* EXERCISE REQUIREMENTS:
Copy the lines below verbatim, starting at the line that contains "pool is by providing the bounding box." and ending at the line that contains "[0,35,127,425]", with both of those lines included.

* RECORD EXCERPTS:
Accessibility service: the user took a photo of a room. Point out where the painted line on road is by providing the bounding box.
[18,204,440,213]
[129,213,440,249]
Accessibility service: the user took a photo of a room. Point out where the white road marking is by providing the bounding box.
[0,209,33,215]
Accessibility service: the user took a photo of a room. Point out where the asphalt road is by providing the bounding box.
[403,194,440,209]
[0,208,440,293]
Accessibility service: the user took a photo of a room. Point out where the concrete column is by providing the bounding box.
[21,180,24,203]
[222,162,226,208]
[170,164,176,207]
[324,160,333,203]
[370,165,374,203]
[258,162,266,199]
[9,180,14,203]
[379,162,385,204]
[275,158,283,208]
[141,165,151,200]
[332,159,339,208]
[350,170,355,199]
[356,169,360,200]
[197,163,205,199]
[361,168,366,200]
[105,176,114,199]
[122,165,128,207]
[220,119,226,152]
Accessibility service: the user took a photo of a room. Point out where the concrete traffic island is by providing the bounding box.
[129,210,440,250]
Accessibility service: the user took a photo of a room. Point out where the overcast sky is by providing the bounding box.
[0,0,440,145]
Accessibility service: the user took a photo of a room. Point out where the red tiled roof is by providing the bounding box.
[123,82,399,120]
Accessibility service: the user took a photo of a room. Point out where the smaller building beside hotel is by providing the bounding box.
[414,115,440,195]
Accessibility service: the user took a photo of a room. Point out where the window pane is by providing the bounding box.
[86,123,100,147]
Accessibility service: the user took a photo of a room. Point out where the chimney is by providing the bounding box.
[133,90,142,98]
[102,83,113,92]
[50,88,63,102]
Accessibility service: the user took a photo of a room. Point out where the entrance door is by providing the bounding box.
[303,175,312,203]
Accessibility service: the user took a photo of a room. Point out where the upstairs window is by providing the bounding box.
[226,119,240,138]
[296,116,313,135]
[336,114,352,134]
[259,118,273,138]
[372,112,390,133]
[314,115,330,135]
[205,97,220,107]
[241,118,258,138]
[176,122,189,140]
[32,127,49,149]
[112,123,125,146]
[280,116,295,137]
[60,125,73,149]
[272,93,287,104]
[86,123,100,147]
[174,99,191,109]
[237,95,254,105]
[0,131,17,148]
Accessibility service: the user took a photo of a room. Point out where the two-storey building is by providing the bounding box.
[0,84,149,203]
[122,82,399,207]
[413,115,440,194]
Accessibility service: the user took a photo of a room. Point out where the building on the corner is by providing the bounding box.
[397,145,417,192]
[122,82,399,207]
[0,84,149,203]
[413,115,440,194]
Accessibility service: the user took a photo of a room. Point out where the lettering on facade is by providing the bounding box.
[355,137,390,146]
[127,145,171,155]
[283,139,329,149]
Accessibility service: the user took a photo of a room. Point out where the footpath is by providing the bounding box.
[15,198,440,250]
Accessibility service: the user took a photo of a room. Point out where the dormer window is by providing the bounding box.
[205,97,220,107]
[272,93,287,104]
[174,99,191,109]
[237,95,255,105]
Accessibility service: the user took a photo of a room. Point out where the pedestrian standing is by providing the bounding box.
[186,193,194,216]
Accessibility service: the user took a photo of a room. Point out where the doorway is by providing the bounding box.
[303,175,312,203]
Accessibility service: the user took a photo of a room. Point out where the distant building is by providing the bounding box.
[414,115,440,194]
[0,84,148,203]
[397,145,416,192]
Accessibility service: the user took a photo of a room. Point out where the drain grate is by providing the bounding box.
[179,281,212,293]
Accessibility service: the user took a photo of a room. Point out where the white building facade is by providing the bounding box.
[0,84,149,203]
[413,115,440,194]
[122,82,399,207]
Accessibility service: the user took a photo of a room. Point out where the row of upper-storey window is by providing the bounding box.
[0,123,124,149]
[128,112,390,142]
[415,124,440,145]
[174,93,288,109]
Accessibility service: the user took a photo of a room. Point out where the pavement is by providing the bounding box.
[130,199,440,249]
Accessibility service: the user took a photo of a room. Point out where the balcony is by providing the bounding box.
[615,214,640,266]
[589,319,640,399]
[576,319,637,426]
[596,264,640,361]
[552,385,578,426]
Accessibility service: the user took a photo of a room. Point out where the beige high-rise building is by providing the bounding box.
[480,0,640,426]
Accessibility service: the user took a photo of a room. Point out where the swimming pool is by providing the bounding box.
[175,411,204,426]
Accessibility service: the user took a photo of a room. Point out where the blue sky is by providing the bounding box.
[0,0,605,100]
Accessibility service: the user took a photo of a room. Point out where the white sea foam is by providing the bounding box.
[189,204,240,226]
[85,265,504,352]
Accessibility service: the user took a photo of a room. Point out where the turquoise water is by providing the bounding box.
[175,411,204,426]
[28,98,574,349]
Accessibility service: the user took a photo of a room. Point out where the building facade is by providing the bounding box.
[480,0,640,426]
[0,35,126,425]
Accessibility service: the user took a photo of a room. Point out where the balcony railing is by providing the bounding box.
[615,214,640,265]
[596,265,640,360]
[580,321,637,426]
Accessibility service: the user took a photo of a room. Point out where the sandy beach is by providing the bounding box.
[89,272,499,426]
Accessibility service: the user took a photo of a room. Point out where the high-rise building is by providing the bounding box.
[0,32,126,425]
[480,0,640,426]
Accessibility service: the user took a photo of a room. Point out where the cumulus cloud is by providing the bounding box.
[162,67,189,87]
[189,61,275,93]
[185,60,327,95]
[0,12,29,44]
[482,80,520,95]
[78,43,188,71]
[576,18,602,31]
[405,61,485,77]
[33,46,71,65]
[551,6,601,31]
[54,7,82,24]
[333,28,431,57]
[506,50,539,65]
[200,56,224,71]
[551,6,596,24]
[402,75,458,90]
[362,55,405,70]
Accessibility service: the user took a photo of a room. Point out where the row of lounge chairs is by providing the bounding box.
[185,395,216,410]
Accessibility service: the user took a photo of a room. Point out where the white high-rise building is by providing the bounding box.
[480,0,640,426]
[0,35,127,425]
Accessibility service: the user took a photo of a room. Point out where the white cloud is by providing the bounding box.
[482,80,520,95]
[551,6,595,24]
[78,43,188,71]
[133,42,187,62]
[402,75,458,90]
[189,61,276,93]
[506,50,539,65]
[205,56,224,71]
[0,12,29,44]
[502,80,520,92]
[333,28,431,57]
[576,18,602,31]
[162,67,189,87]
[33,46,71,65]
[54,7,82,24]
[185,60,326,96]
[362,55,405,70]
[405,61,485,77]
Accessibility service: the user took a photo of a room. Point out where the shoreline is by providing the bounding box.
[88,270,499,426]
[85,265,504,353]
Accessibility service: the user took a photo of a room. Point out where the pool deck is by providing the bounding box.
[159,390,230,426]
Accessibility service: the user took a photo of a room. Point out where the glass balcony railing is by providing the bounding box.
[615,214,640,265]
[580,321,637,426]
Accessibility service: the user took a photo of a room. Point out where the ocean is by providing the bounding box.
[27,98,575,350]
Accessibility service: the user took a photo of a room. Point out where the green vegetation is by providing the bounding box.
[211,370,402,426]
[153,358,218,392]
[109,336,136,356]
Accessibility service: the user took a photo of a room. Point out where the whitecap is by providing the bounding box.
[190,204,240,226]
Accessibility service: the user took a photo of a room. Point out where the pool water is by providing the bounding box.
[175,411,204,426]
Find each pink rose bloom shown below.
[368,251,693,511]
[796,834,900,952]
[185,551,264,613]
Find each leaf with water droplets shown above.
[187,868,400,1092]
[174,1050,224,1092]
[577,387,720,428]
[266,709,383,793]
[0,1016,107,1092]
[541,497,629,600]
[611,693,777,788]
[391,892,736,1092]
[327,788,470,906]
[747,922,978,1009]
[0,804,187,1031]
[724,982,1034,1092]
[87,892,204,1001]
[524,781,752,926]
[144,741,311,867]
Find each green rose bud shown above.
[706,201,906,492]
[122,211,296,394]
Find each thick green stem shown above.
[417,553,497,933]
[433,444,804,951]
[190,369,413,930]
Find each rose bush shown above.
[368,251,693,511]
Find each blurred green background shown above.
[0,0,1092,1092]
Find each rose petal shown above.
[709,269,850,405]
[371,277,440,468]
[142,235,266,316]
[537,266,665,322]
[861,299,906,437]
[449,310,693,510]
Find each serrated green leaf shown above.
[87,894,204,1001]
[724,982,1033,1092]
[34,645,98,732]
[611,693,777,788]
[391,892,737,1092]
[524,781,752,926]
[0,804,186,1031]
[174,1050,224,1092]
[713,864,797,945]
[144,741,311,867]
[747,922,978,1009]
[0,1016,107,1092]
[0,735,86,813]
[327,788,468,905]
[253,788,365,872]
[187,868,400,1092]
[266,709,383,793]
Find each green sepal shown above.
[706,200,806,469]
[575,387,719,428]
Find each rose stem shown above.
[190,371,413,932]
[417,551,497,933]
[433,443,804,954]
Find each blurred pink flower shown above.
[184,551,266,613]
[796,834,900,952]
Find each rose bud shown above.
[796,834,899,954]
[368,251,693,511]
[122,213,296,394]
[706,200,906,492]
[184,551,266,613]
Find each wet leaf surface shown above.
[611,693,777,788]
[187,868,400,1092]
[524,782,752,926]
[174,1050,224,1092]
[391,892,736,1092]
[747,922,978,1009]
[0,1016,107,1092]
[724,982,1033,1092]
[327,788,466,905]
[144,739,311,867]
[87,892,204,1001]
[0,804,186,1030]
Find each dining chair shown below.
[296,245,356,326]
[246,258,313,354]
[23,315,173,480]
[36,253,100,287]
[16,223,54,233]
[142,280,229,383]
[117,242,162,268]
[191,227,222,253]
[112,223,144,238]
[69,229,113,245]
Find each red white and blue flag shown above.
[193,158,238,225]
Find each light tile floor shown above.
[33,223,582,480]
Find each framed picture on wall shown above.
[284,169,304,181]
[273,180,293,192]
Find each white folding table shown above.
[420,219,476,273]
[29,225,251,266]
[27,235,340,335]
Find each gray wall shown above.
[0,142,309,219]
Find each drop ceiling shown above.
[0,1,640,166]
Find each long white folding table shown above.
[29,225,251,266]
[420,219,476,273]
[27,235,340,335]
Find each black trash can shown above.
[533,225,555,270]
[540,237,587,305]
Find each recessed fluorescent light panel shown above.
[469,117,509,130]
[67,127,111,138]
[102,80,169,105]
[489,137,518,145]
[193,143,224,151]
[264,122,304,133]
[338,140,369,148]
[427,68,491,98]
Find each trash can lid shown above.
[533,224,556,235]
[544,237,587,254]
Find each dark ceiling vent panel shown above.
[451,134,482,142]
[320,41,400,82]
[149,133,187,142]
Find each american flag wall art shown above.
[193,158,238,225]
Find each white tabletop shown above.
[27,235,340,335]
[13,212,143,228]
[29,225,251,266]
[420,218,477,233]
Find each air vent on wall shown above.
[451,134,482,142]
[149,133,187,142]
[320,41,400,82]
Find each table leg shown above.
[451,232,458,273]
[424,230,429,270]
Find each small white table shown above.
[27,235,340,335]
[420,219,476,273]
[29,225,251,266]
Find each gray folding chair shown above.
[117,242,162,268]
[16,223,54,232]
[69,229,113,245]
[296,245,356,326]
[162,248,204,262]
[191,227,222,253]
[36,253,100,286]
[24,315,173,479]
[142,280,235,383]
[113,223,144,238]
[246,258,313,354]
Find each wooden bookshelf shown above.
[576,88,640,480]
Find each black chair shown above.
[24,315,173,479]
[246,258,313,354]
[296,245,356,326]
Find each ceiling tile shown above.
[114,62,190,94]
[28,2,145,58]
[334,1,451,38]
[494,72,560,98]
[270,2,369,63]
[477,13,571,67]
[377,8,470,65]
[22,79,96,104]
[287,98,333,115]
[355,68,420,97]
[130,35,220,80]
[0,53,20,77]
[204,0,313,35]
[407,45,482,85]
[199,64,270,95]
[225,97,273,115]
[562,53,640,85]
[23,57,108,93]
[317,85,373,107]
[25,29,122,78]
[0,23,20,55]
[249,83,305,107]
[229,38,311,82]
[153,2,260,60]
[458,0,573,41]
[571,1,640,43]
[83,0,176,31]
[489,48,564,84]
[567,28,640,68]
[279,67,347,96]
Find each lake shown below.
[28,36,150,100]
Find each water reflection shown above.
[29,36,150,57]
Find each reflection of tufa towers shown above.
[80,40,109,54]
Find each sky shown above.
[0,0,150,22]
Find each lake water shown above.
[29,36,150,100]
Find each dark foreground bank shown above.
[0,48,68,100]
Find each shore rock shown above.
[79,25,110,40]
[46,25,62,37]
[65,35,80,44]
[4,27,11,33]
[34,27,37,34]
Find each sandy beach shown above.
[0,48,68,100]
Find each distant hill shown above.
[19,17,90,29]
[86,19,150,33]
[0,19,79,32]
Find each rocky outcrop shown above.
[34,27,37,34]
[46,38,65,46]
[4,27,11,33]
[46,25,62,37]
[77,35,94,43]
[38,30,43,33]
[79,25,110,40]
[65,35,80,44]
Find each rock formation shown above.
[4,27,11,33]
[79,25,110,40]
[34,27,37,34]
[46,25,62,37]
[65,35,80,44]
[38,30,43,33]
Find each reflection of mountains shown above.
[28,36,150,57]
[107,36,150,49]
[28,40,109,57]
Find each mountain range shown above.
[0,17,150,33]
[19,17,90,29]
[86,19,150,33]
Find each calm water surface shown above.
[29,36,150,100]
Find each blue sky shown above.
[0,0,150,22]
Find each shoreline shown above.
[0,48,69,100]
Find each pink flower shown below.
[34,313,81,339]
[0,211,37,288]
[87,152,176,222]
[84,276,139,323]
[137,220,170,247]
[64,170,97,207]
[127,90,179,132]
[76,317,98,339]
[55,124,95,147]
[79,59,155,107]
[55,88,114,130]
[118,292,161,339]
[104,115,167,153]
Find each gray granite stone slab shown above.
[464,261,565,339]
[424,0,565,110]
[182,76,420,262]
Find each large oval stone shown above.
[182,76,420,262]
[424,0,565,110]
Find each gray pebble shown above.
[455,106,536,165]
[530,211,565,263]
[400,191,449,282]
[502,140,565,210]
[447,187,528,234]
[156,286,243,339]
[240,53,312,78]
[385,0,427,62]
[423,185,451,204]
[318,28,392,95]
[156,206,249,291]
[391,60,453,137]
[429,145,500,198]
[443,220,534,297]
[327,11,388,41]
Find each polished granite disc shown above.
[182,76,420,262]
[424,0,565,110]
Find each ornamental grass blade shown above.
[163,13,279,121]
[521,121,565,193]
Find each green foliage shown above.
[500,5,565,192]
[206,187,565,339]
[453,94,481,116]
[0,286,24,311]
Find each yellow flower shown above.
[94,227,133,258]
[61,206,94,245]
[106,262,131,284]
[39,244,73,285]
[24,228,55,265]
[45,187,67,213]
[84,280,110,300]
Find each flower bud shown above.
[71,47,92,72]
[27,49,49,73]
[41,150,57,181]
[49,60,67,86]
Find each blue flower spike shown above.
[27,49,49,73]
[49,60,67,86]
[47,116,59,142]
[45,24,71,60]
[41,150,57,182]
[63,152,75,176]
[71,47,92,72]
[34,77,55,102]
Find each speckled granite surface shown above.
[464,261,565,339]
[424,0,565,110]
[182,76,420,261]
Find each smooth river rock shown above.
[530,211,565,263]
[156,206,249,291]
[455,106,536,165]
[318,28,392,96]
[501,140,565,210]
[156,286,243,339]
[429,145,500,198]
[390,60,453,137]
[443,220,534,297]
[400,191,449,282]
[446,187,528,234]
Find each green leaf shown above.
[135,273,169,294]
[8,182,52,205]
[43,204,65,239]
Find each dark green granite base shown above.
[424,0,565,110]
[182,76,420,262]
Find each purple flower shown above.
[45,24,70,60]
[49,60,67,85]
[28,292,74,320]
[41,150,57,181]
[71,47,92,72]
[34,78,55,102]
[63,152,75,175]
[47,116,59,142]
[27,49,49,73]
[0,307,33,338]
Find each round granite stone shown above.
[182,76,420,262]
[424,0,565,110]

* CORRECT RESULT:
Accessibility service: the user took a photo of a room. Point out where the swimming pool is by providing the bounding box.
[175,411,204,426]
Accessibility service: the user took a photo of a room. Point out where the blue sky is by providing the bounding box.
[0,0,605,100]
Accessibility service: the user took a photo of a room. Point out where the white sea foam is by providing the bounding box.
[189,204,240,226]
[85,265,504,352]
Accessibility service: the user took a photo of a room. Point out where the turquoise water is by providing the bounding box.
[175,411,204,426]
[28,98,574,349]
Accessibility service: the user took a photo of a room. Point out where the building facade is by providing the bounding box.
[480,0,640,426]
[0,35,126,425]
Accessibility service: the user took a photo of a room. Point out where the balcony railing is by providing the bounding box.
[615,214,640,265]
[596,265,640,360]
[580,321,637,426]
Accessibility service: the user took a photo of a room. Point out where the sandy beach is by providing the bounding box.
[89,272,499,426]
Accessibility service: the user took a photo of a room. Point out where the high-rise building is by providing the bounding box.
[0,32,126,425]
[480,0,640,426]
Accessibility service: the user took a photo of a room. Point out where the cumulus cloud is by providing the bounding box.
[162,67,189,87]
[189,61,275,93]
[185,60,327,95]
[0,12,29,44]
[482,80,520,95]
[78,43,188,71]
[576,18,602,31]
[405,61,485,77]
[33,46,71,65]
[551,6,601,31]
[54,7,82,24]
[333,28,431,57]
[506,50,539,65]
[200,56,224,71]
[551,6,596,24]
[402,75,458,90]
[362,55,405,70]
Accessibility service: the user took a photo of a room. Point out where the row of lounge chairs is by providing the bounding box.
[185,395,216,410]
Accessibility service: the user took a photo of a room. Point out where the white high-rise building is by providing the bounding box.
[480,0,640,426]
[0,35,127,425]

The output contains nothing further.